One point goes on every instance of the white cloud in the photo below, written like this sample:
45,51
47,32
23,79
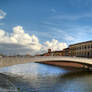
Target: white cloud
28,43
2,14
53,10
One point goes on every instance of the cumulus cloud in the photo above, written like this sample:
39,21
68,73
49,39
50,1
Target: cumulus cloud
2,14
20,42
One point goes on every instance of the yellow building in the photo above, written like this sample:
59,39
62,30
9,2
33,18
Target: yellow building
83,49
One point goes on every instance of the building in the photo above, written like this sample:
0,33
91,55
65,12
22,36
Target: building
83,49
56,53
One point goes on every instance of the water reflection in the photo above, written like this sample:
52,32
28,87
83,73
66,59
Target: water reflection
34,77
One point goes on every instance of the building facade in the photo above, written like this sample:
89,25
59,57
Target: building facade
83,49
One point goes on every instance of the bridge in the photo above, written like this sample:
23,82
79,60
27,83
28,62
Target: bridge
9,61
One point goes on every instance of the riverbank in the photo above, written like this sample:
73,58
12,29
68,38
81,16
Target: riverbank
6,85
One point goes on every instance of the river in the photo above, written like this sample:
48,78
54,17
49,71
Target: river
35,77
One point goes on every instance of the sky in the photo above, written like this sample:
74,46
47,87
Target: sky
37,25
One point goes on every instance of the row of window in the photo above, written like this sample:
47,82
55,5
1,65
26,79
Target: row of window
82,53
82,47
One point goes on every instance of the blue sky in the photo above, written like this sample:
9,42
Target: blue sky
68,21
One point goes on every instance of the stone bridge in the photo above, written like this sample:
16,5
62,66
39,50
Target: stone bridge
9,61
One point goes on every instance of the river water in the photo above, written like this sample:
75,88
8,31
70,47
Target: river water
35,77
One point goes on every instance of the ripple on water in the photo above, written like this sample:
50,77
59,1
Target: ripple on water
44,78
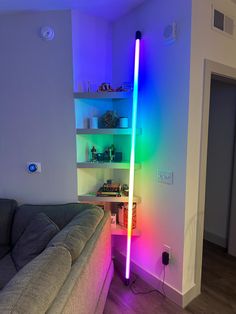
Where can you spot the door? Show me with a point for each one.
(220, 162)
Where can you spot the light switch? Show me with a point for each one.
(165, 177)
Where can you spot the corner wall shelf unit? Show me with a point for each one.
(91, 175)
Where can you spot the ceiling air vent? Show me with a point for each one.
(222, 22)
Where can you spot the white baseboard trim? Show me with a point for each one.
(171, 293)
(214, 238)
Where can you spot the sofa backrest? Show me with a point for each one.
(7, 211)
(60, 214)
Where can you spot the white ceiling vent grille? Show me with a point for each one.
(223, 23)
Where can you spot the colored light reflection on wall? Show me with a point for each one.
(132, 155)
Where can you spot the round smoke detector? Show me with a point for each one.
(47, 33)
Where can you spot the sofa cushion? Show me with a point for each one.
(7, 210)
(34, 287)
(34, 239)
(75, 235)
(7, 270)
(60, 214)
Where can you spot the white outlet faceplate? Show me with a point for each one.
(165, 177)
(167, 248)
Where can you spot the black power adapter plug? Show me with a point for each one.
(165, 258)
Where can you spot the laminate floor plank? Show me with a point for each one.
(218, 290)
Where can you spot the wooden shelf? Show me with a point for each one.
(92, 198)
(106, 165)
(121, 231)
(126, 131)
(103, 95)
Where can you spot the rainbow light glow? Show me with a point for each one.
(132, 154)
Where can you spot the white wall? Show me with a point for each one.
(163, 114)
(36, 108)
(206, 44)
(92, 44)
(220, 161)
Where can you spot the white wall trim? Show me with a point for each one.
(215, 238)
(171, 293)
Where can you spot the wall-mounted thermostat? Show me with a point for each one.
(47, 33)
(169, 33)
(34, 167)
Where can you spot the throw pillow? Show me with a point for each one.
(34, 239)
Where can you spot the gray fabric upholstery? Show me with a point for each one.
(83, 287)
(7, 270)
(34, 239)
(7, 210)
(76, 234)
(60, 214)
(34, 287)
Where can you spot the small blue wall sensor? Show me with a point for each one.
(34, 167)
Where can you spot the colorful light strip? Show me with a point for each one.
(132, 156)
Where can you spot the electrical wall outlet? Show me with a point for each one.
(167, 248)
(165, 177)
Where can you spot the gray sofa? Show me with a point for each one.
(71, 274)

═══

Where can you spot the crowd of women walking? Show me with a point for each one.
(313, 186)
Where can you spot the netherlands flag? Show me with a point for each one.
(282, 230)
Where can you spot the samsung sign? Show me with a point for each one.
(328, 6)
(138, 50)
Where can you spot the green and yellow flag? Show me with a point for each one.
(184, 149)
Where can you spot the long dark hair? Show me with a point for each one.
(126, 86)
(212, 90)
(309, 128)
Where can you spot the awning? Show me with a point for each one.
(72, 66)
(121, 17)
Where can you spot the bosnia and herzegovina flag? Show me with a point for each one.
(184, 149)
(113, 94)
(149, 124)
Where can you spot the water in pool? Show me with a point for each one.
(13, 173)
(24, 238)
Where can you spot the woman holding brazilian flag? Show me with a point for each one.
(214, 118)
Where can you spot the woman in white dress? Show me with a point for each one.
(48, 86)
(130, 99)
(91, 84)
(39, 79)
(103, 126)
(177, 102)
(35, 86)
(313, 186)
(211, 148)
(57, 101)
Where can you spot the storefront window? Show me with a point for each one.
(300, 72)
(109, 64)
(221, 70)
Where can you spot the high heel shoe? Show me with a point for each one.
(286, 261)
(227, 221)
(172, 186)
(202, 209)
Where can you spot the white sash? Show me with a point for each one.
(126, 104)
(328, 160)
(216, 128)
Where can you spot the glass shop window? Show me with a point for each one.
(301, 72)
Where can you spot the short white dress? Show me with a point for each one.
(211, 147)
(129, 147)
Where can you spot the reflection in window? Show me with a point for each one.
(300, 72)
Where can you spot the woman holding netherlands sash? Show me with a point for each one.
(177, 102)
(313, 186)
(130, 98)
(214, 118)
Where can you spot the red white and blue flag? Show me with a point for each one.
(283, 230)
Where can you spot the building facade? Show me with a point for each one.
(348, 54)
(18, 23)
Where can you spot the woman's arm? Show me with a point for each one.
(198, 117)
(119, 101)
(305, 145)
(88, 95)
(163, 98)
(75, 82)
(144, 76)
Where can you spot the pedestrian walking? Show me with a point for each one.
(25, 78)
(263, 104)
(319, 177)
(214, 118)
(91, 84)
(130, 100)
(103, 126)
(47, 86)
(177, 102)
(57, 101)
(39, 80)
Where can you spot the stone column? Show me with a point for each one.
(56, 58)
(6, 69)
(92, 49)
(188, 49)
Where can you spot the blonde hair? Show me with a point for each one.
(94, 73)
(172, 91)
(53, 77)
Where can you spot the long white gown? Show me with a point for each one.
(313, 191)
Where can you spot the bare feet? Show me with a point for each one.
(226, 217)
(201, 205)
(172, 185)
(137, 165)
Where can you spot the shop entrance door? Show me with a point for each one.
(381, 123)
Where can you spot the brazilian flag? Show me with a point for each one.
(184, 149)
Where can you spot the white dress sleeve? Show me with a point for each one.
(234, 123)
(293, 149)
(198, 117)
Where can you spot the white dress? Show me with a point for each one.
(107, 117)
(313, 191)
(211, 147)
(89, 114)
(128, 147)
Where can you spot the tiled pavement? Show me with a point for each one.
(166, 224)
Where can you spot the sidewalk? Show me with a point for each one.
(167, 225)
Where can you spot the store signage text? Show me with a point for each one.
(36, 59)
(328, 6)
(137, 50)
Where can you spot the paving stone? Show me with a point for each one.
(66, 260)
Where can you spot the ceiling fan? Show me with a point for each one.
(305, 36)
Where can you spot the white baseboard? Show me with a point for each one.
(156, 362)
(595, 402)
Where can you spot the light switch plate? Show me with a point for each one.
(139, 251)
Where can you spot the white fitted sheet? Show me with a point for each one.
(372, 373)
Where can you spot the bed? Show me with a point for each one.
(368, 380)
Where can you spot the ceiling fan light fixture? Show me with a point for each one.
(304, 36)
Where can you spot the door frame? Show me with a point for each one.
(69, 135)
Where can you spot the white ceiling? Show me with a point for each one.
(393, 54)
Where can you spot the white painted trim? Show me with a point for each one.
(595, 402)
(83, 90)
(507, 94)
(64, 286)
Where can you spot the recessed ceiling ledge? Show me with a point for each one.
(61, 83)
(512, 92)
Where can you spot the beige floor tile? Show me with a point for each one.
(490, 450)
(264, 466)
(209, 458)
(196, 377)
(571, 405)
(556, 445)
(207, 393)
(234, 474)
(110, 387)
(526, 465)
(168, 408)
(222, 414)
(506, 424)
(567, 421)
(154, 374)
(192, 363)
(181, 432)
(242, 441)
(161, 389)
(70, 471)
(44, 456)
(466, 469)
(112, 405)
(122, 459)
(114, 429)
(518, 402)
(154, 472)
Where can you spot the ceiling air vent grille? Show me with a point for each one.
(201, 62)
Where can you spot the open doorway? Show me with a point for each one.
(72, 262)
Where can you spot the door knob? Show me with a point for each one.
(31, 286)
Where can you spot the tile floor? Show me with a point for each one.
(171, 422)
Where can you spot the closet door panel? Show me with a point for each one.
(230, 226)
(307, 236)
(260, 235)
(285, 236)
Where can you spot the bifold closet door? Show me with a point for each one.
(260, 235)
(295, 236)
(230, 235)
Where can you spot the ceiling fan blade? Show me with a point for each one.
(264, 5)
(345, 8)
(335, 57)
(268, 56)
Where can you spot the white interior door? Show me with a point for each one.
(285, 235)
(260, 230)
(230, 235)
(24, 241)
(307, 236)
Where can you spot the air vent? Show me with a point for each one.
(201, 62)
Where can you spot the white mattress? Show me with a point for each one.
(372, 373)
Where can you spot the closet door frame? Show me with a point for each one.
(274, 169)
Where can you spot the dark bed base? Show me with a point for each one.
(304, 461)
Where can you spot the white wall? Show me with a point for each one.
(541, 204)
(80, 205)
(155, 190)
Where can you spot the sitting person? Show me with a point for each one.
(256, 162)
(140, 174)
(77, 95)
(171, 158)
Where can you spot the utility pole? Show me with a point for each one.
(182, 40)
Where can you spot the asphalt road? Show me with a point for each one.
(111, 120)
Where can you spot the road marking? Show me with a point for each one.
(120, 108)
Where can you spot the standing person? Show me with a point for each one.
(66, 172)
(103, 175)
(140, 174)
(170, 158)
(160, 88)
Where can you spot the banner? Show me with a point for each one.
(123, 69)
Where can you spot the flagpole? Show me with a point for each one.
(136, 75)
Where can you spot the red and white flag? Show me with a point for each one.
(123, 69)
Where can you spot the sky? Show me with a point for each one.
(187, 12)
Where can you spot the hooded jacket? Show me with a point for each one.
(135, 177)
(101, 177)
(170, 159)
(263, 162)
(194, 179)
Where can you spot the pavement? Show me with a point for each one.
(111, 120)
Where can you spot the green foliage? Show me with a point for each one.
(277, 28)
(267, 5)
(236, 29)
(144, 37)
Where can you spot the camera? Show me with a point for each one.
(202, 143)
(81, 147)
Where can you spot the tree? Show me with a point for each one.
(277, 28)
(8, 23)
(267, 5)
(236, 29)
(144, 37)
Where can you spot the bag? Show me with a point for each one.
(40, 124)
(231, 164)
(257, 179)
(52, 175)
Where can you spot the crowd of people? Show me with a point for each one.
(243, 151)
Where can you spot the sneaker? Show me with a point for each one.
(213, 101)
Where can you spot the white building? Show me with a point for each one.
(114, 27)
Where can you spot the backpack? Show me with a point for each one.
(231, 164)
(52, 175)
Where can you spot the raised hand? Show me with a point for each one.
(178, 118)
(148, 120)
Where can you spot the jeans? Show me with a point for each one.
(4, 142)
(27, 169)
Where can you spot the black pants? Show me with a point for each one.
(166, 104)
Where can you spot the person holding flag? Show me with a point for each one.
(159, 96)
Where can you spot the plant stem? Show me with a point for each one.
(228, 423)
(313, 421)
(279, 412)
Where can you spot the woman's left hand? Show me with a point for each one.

═══

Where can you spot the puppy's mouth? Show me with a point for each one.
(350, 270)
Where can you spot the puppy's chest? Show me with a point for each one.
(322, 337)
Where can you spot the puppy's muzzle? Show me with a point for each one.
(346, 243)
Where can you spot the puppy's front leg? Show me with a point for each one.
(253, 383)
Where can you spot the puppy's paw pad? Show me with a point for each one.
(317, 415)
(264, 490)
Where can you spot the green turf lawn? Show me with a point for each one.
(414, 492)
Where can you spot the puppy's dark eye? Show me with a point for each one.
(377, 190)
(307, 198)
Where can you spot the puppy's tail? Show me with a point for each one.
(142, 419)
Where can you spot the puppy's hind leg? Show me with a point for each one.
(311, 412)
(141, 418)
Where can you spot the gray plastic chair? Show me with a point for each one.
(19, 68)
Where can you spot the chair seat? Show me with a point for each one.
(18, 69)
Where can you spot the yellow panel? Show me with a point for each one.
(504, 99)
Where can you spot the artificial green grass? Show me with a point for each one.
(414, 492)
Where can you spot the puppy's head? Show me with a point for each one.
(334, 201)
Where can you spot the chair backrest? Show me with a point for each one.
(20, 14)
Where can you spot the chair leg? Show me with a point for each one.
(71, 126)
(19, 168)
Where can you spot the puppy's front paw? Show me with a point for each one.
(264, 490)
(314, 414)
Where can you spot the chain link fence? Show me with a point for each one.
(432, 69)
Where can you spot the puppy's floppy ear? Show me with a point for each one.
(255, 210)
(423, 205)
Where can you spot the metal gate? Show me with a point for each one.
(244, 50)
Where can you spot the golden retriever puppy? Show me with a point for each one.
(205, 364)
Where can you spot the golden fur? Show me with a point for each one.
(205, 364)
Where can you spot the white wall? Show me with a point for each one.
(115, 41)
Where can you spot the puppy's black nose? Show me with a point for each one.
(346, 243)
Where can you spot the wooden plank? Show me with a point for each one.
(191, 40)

═══

- _Task instructions_: Locate every line in the records above that contains the word "person", matching case exactly, and copy each of those lines.

- _Result_:
Where can you spot the sitting person? Show me with a point for each one.
Where can you spot the standing person? Show me with a point for each one.
Where can you spot the person holding flag? Show me with a point for each one.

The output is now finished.